**What is being asked**
A verbatim copy of every record is needed.

Stored records

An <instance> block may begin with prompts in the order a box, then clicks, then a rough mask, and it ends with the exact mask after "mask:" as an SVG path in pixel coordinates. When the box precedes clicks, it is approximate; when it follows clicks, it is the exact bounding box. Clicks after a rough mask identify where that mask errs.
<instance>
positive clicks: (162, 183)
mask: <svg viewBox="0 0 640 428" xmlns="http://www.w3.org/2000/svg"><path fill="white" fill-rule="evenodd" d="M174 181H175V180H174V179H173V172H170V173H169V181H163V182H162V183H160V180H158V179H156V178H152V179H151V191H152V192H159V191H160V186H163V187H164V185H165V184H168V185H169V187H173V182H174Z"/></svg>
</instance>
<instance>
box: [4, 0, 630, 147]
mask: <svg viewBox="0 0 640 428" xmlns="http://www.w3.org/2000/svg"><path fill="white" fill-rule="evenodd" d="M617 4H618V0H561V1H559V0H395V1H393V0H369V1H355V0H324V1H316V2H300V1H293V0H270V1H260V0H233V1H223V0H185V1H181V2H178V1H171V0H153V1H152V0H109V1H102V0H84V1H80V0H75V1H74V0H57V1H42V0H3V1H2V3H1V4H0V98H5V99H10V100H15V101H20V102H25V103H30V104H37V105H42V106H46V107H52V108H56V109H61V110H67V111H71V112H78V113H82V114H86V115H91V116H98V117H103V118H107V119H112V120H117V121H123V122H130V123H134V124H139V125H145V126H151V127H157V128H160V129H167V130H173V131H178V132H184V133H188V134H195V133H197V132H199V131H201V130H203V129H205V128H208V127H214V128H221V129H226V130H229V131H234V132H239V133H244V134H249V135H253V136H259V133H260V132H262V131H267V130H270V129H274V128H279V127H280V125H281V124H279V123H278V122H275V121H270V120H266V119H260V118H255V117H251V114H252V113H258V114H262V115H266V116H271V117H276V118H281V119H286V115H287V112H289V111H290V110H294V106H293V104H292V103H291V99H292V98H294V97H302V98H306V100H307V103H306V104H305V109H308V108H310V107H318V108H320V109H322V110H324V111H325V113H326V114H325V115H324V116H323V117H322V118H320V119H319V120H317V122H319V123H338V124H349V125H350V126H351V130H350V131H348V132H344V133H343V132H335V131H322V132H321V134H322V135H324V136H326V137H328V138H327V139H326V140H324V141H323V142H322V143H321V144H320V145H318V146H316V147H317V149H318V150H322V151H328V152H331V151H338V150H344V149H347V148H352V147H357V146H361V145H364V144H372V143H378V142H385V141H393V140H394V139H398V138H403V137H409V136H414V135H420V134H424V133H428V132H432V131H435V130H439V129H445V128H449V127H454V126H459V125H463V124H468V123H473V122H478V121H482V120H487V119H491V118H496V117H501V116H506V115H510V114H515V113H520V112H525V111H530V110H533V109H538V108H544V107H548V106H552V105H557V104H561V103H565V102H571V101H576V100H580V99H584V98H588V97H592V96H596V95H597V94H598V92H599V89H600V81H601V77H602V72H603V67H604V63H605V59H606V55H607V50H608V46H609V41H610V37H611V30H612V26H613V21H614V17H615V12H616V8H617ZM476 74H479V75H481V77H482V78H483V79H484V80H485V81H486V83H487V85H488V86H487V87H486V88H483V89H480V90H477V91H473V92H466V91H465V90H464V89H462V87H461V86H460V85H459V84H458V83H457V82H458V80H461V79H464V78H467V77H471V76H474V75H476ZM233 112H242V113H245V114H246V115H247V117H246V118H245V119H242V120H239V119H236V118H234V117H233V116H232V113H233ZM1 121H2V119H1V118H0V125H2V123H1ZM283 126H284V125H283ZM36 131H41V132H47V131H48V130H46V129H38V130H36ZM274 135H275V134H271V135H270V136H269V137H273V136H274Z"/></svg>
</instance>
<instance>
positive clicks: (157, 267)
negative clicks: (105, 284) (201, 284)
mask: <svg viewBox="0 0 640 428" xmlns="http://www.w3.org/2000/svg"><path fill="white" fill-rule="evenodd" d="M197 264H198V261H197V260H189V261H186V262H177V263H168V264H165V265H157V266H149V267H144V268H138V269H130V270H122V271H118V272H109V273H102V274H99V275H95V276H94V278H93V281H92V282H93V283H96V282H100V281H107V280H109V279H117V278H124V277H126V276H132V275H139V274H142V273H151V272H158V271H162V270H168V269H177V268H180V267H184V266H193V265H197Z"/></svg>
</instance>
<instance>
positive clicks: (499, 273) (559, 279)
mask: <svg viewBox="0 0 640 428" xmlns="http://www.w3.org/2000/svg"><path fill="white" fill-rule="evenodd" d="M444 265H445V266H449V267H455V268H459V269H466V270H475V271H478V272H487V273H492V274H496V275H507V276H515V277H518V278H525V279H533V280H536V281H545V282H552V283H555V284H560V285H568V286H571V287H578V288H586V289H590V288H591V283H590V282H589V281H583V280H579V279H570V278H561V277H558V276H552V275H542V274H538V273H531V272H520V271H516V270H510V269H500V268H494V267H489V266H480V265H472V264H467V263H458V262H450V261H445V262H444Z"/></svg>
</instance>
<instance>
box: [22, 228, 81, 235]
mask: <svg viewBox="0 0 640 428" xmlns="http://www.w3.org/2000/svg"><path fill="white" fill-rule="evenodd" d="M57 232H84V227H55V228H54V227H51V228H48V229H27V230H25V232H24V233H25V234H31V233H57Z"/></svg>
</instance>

**Task response**
An <instance> block may begin with prompts in the order a box, then clicks, then a rough mask, and it ends with the exact mask after "mask:" as an SVG path in pixel coordinates. When the box precedes clicks, it is approximate; when it follows clicks, it is the exact bounding box. Clicks after a rough mask identify where that mask errs.
<instance>
positive clicks: (162, 183)
mask: <svg viewBox="0 0 640 428" xmlns="http://www.w3.org/2000/svg"><path fill="white" fill-rule="evenodd" d="M174 181H175V180H174V179H173V172H170V173H169V181H163V182H162V183H160V180H158V179H156V178H152V179H151V191H152V192H159V191H160V186H163V187H164V185H165V184H168V185H169V187H173V182H174Z"/></svg>
</instance>
<instance>
box: [4, 0, 630, 147]
mask: <svg viewBox="0 0 640 428" xmlns="http://www.w3.org/2000/svg"><path fill="white" fill-rule="evenodd" d="M617 4H618V0H561V1H559V0H395V1H393V0H369V1H355V0H324V1H316V2H300V1H293V0H270V1H260V0H233V1H223V0H185V1H181V2H178V1H171V0H153V1H152V0H109V1H102V0H84V1H80V0H75V1H74V0H57V1H42V0H3V1H2V3H1V4H0V98H5V99H10V100H15V101H20V102H25V103H30V104H37V105H42V106H46V107H52V108H56V109H61V110H67V111H71V112H78V113H82V114H86V115H91V116H98V117H103V118H107V119H112V120H117V121H123V122H130V123H134V124H139V125H145V126H151V127H157V128H160V129H167V130H173V131H178V132H184V133H188V134H195V133H197V132H199V131H201V130H203V129H205V128H208V127H214V128H221V129H226V130H229V131H234V132H239V133H244V134H249V135H253V136H259V133H260V132H262V131H267V130H270V129H274V128H279V127H280V125H281V124H279V123H278V122H275V121H270V120H266V119H260V118H255V117H251V114H252V113H258V114H262V115H266V116H271V117H276V118H281V119H286V115H287V112H289V111H290V110H294V106H293V104H292V103H291V99H292V98H294V97H302V98H306V100H307V103H306V104H305V109H308V108H310V107H318V108H320V109H322V110H324V111H325V113H326V114H325V115H324V116H323V117H322V118H320V119H319V120H317V122H319V123H338V124H349V125H350V126H351V130H350V131H348V132H344V133H343V132H335V131H322V132H321V134H322V135H324V136H326V137H328V138H327V139H326V140H324V141H323V142H322V143H321V144H320V145H318V146H316V147H317V149H318V150H322V151H328V152H331V151H338V150H344V149H347V148H352V147H357V146H361V145H364V144H372V143H378V142H385V141H393V140H394V139H398V138H403V137H409V136H414V135H420V134H424V133H428V132H432V131H435V130H439V129H445V128H449V127H454V126H459V125H463V124H468V123H473V122H478V121H482V120H487V119H491V118H496V117H501V116H506V115H510V114H515V113H520V112H525V111H530V110H533V109H538V108H544V107H548V106H552V105H557V104H561V103H565V102H571V101H576V100H580V99H584V98H588V97H592V96H596V95H597V94H598V92H599V89H600V81H601V77H602V72H603V67H604V63H605V59H606V55H607V50H608V46H609V41H610V37H611V30H612V26H613V21H614V17H615V12H616V8H617ZM476 74H479V75H481V77H482V78H483V79H484V80H485V81H486V83H487V85H488V86H487V87H486V88H483V89H480V90H477V91H473V92H466V91H465V90H464V89H462V87H461V86H460V85H459V84H458V83H457V82H458V80H461V79H464V78H467V77H471V76H474V75H476ZM233 112H242V113H245V114H246V115H247V117H246V118H245V119H242V120H239V119H236V118H234V117H233V116H232V113H233ZM1 121H2V119H1V118H0V125H2V123H1ZM283 126H284V125H283ZM36 131H41V132H47V131H48V130H46V129H38V130H36ZM274 135H275V134H271V135H270V136H269V137H273V136H274Z"/></svg>
</instance>
<instance>
positive clicks: (157, 267)
negative clicks: (105, 284) (201, 284)
mask: <svg viewBox="0 0 640 428" xmlns="http://www.w3.org/2000/svg"><path fill="white" fill-rule="evenodd" d="M197 264H198V261H197V260H189V261H186V262H177V263H168V264H165V265H157V266H149V267H144V268H138V269H130V270H122V271H118V272H109V273H102V274H99V275H95V276H94V278H93V281H92V282H93V283H96V282H100V281H107V280H109V279H117V278H124V277H126V276H132V275H139V274H142V273H151V272H158V271H162V270H168V269H177V268H180V267H184V266H193V265H197Z"/></svg>
</instance>
<instance>
positive clicks: (499, 273) (559, 279)
mask: <svg viewBox="0 0 640 428" xmlns="http://www.w3.org/2000/svg"><path fill="white" fill-rule="evenodd" d="M444 265H445V266H449V267H455V268H459V269H466V270H475V271H478V272H487V273H492V274H496V275H507V276H515V277H518V278H525V279H533V280H536V281H545V282H552V283H555V284H560V285H568V286H571V287H578V288H586V289H590V288H591V283H590V282H589V281H583V280H579V279H570V278H561V277H558V276H552V275H542V274H538V273H531V272H520V271H516V270H510V269H500V268H494V267H489V266H480V265H472V264H467V263H458V262H450V261H445V262H444Z"/></svg>
</instance>
<instance>
box: [22, 228, 81, 235]
mask: <svg viewBox="0 0 640 428" xmlns="http://www.w3.org/2000/svg"><path fill="white" fill-rule="evenodd" d="M57 232H84V227H55V228H54V227H51V228H48V229H27V230H25V232H24V233H25V234H31V233H57Z"/></svg>
</instance>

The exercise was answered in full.